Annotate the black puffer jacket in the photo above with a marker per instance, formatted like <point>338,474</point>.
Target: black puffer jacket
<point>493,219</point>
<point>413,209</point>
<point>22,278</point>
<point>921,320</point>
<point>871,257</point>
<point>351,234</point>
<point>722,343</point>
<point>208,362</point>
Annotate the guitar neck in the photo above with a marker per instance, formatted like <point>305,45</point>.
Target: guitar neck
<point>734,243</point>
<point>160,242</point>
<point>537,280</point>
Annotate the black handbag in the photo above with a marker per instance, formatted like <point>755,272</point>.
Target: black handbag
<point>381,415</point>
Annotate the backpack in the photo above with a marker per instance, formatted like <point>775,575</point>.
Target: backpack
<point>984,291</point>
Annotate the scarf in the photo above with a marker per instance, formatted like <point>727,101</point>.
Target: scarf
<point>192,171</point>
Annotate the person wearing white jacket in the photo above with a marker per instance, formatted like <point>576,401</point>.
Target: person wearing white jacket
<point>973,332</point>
^^^^^^^^
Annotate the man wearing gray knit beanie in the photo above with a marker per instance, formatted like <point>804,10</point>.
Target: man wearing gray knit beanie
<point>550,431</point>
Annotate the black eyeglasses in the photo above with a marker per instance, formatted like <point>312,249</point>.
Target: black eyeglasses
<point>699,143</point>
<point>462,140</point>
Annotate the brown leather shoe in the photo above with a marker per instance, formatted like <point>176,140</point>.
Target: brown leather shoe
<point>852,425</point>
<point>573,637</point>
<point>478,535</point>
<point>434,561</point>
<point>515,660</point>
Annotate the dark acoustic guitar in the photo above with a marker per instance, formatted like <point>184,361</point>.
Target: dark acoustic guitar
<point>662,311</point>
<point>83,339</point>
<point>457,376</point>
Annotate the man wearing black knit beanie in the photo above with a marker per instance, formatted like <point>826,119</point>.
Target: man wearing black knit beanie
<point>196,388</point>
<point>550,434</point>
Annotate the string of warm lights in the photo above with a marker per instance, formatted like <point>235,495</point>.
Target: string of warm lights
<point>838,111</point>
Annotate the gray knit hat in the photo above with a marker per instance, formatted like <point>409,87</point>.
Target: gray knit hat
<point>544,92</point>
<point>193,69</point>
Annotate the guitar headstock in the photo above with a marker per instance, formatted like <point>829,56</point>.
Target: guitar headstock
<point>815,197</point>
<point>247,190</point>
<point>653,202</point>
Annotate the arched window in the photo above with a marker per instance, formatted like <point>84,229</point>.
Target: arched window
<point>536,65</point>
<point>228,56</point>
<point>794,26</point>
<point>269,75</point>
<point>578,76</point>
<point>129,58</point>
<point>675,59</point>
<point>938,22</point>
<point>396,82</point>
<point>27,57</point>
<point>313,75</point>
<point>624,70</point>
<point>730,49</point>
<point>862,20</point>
^^^^^^^^
**What you need to do**
From the records above, select every line that contains the string "neck", treating uppercase and lowercase letters as different.

**Output of the exercise**
Annotate the guitar neck in the photo above with a marker per instance, formatted like <point>305,45</point>.
Target: guitar neck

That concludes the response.